(Excerpts from a point labeling dataset)
(begin)
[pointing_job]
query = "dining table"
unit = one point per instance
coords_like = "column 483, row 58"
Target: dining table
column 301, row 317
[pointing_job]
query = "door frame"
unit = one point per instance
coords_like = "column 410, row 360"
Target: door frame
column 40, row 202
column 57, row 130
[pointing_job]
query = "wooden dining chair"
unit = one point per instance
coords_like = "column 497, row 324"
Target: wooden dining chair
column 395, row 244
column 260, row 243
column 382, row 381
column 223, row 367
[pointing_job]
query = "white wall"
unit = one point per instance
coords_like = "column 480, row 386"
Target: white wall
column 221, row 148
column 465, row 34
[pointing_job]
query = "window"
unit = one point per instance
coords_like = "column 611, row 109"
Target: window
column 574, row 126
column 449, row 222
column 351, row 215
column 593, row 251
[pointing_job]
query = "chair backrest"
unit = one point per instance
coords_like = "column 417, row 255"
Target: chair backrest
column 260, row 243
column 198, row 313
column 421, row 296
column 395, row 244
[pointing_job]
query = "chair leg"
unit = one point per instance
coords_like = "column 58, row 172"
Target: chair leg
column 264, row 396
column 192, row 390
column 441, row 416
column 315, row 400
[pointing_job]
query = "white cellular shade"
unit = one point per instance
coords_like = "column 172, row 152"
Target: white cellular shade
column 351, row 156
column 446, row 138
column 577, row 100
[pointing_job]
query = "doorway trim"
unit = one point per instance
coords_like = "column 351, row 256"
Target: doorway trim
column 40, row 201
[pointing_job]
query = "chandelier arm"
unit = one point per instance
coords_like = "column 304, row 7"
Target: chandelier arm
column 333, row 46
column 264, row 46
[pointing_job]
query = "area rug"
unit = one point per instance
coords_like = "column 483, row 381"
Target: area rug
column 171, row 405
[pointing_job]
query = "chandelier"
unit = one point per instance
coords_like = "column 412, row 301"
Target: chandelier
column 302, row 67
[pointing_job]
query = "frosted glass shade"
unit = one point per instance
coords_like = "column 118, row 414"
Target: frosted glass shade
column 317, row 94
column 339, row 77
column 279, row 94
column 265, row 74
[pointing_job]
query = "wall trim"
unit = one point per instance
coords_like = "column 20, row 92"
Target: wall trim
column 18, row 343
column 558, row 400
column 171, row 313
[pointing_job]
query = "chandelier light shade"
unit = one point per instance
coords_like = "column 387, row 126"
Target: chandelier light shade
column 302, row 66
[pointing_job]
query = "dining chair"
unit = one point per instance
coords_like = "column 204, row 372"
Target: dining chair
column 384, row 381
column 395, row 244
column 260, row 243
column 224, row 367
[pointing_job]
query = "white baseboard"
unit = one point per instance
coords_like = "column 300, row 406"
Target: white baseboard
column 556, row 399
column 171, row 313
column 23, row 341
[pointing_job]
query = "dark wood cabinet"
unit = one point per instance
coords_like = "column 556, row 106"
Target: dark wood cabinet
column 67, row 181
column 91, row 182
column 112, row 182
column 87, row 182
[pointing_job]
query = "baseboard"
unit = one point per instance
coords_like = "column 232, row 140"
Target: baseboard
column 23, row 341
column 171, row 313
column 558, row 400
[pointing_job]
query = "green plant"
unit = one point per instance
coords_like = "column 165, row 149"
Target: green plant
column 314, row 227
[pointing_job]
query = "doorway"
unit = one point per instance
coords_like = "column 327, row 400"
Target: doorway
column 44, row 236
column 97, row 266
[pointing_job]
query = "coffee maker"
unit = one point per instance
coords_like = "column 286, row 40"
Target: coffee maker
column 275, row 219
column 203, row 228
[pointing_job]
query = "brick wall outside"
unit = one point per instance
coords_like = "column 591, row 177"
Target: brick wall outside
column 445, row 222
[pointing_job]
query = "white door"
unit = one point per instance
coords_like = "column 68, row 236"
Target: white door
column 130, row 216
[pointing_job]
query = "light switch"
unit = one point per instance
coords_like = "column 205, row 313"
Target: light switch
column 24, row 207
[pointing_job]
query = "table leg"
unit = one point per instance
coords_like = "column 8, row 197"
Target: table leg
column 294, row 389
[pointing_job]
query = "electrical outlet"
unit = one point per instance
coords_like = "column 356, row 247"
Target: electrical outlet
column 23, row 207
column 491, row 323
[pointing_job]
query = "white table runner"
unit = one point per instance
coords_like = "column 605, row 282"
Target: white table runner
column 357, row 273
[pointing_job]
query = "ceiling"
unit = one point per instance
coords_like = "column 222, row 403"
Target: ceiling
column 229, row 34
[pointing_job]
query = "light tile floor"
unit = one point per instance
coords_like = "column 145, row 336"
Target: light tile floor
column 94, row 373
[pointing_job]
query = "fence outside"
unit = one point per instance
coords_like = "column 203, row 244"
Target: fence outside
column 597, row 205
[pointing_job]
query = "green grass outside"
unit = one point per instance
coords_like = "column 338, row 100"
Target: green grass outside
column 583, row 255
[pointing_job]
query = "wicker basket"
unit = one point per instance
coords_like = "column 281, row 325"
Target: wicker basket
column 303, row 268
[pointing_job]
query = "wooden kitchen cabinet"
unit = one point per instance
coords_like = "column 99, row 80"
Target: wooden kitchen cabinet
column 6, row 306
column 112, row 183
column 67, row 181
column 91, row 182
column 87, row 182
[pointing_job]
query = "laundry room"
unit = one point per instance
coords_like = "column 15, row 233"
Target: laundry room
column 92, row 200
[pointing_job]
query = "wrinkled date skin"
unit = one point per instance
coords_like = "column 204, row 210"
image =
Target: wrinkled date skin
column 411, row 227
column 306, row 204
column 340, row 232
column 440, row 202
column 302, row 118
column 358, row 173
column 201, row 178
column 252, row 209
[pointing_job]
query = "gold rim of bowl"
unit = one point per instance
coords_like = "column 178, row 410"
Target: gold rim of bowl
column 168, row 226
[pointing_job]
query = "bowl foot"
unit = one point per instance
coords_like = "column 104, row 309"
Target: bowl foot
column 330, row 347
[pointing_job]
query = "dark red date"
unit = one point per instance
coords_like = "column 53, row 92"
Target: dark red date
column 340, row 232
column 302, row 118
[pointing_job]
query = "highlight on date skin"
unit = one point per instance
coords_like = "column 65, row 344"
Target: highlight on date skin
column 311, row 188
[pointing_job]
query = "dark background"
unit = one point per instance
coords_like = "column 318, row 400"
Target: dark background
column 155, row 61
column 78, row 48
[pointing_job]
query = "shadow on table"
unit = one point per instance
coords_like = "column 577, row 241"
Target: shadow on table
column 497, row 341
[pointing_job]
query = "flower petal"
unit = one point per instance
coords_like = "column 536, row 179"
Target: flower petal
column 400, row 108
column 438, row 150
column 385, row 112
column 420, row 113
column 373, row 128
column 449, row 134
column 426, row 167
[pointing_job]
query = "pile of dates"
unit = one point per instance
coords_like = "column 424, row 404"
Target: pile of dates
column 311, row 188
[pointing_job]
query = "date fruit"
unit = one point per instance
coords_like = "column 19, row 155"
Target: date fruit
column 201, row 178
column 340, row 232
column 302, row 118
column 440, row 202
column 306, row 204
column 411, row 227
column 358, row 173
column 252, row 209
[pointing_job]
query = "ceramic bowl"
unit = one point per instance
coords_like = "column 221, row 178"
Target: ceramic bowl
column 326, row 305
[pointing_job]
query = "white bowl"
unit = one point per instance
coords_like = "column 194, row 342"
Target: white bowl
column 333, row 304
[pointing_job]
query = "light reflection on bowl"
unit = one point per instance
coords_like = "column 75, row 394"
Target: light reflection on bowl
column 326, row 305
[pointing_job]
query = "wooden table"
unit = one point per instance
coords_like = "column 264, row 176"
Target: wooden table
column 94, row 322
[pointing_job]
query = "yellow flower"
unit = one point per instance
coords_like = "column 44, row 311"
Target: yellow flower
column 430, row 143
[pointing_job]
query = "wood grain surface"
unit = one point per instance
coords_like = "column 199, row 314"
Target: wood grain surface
(end)
Update the entries above by replacing every occurrence of "one point per instance" with "one point per object", leaving all other text unchanged.

** Solution **
[pointing_job]
query = "dining table"
unit = one point per object
coords_like = "column 483, row 58"
Target: dining table
column 301, row 317
[pointing_job]
query = "door frame"
unit = one point per object
coords_like = "column 410, row 360"
Target: door frame
column 40, row 202
column 57, row 130
[pointing_job]
query = "wooden dining chair"
unit = one point per object
coords_like = "column 497, row 324"
Target: wooden dining chair
column 395, row 244
column 260, row 243
column 382, row 381
column 223, row 367
[pointing_job]
query = "white wall"
unit = one point per object
coords_like = "column 480, row 386"
Target: white wall
column 221, row 148
column 465, row 34
[pointing_job]
query = "window"
unit = one point per object
coords_like = "column 611, row 109"
Target: window
column 574, row 126
column 449, row 222
column 351, row 215
column 593, row 251
[pointing_job]
query = "chair backrest"
unit = one point per object
coords_like = "column 417, row 255"
Target: chair backrest
column 260, row 243
column 198, row 313
column 421, row 296
column 395, row 244
[pointing_job]
query = "chair leg"
unit = one point per object
coords_like = "column 58, row 172"
Target: chair leg
column 264, row 396
column 192, row 390
column 441, row 416
column 315, row 400
[pointing_job]
query = "white cellular shade"
unit = one point per object
coords_like = "column 172, row 152"
Target: white cellular shade
column 351, row 156
column 446, row 138
column 577, row 100
[pointing_job]
query = "doorway trim"
unit = one point per object
coords_like = "column 351, row 256"
Target: doorway trim
column 40, row 201
[pointing_job]
query = "chandelier arm"
unit = one point per object
coords_like = "column 304, row 7"
Target: chandelier arm
column 333, row 46
column 264, row 46
[pointing_job]
query = "area rug"
unit = one point per object
coords_like = "column 483, row 381"
Target: area rug
column 171, row 405
[pointing_job]
query = "chandelier"
unit = one point per object
coords_like = "column 412, row 301"
Target: chandelier
column 302, row 67
[pointing_job]
query = "frosted glass shade"
unit = one point per object
coords_like = "column 118, row 414"
Target: frosted glass shade
column 317, row 94
column 339, row 77
column 279, row 94
column 265, row 74
[pointing_job]
query = "wall trim"
unit = one point per object
coords_like = "column 20, row 92"
Target: wall trim
column 18, row 343
column 558, row 400
column 171, row 313
[pointing_job]
query = "chandelier light shade"
unit = one point per object
coords_like = "column 387, row 126"
Target: chandelier light shade
column 302, row 66
[pointing_job]
query = "dining chair"
unit = one point per object
coords_like = "column 204, row 372"
Target: dining chair
column 384, row 381
column 395, row 244
column 260, row 243
column 224, row 367
[pointing_job]
query = "white baseboard"
unit = one point per object
coords_like = "column 300, row 406"
Target: white baseboard
column 556, row 399
column 171, row 313
column 23, row 341
[pointing_job]
query = "dark wood cabinet"
unit = one point per object
coords_like = "column 556, row 106"
Target: dark wood cabinet
column 67, row 181
column 91, row 182
column 112, row 182
column 87, row 182
[pointing_job]
query = "baseboard"
unit = one point per object
coords_like = "column 232, row 140"
Target: baseboard
column 23, row 341
column 171, row 313
column 558, row 400
[pointing_job]
query = "green plant"
unit = one point per object
coords_like = "column 165, row 149"
Target: green plant
column 314, row 227
[pointing_job]
query = "doorway"
unit = one point per object
coords_like = "column 327, row 400"
Target: doorway
column 44, row 236
column 97, row 266
[pointing_job]
query = "coffee maker"
unit = one point per object
coords_like = "column 286, row 40"
Target: coffee maker
column 275, row 219
column 203, row 228
[pointing_job]
query = "brick wall outside"
unit = one point per object
coords_like = "column 591, row 177"
Target: brick wall outside
column 445, row 222
[pointing_job]
query = "white door"
unit = one point per object
coords_like = "column 68, row 236"
Target: white door
column 130, row 216
[pointing_job]
query = "light switch"
unit = one point per object
coords_like = "column 205, row 313"
Target: light switch
column 24, row 207
[pointing_job]
query = "table leg"
unit = one point per object
coords_like = "column 8, row 197"
Target: table leg
column 294, row 389
[pointing_job]
query = "electrical outlet"
unit = one point per object
coords_like = "column 356, row 247"
Target: electrical outlet
column 23, row 207
column 491, row 323
[pointing_job]
query = "white table runner"
unit = one point per object
coords_like = "column 605, row 282"
Target: white table runner
column 357, row 273
[pointing_job]
query = "ceiling"
unit = one point per object
coords_like = "column 222, row 403"
Target: ceiling
column 229, row 34
[pointing_job]
query = "light tile floor"
unit = one point per object
coords_like = "column 145, row 336"
Target: light tile floor
column 94, row 373
[pointing_job]
query = "fence outside"
unit = one point per object
coords_like = "column 203, row 244"
Target: fence outside
column 597, row 205
[pointing_job]
query = "green grass outside"
unit = one point per object
coords_like = "column 338, row 100"
Target: green grass outside
column 583, row 255
[pointing_job]
query = "wicker basket"
unit = one point per object
coords_like = "column 281, row 325"
Target: wicker basket
column 303, row 268
[pointing_job]
query = "wooden kitchen cabinet"
unit = one point per object
coords_like = "column 99, row 80"
Target: wooden kitchen cabinet
column 6, row 306
column 112, row 183
column 67, row 181
column 91, row 182
column 87, row 182
[pointing_job]
query = "laundry room"
unit = one point per object
coords_like = "column 15, row 233"
Target: laundry room
column 92, row 200
[pointing_job]
query = "wrinkled date skin"
unit = one point per object
coords_like = "column 204, row 210"
image =
Target: wrinkled date skin
column 411, row 227
column 306, row 204
column 340, row 232
column 440, row 202
column 302, row 118
column 358, row 173
column 201, row 178
column 252, row 209
[pointing_job]
query = "gold rim of bowl"
unit = one point per object
coords_like = "column 178, row 410"
Target: gold rim of bowl
column 168, row 226
[pointing_job]
query = "bowl foot"
unit = one point per object
coords_like = "column 104, row 309"
Target: bowl foot
column 330, row 347
[pointing_job]
query = "dark red date"
unit = one point per object
coords_like = "column 53, row 92"
Target: dark red date
column 340, row 232
column 302, row 118
[pointing_job]
query = "highlight on date skin"
unit = one point per object
coords_like = "column 65, row 344"
Target: highlight on date skin
column 311, row 188
[pointing_job]
query = "dark background"
unit = one point per object
coords_like = "column 318, row 400"
Target: dark background
column 155, row 61
column 78, row 48
[pointing_job]
query = "shadow on table"
unit = one point per object
coords_like = "column 577, row 241"
Target: shadow on table
column 497, row 341
[pointing_job]
query = "flower petal"
unit = one point per object
coords_like = "column 536, row 179"
Target: flower petal
column 400, row 108
column 438, row 150
column 385, row 112
column 420, row 113
column 373, row 128
column 449, row 134
column 426, row 167
[pointing_job]
query = "pile of dates"
unit = one point per object
coords_like = "column 424, row 404"
Target: pile of dates
column 311, row 188
[pointing_job]
query = "date fruit"
unit = one point per object
coords_like = "column 19, row 155"
Target: date fruit
column 201, row 178
column 340, row 232
column 302, row 118
column 440, row 202
column 306, row 204
column 411, row 227
column 358, row 173
column 252, row 209
[pointing_job]
query = "ceramic bowl"
unit = one point per object
coords_like = "column 221, row 178"
Target: ceramic bowl
column 326, row 305
[pointing_job]
query = "white bowl"
unit = one point per object
coords_like = "column 194, row 342"
Target: white bowl
column 333, row 304
[pointing_job]
query = "light reflection on bowl"
unit = one point per object
coords_like = "column 75, row 394"
Target: light reflection on bowl
column 326, row 305
[pointing_job]
query = "wooden table"
unit = one point per object
coords_like = "column 264, row 176"
Target: wooden table
column 94, row 322
[pointing_job]
query = "yellow flower"
unit = one point per object
coords_like = "column 44, row 311"
Target: yellow flower
column 430, row 143
[pointing_job]
query = "wood grain surface"
unit = one point per object
coords_like = "column 199, row 314"
Target: wood grain surface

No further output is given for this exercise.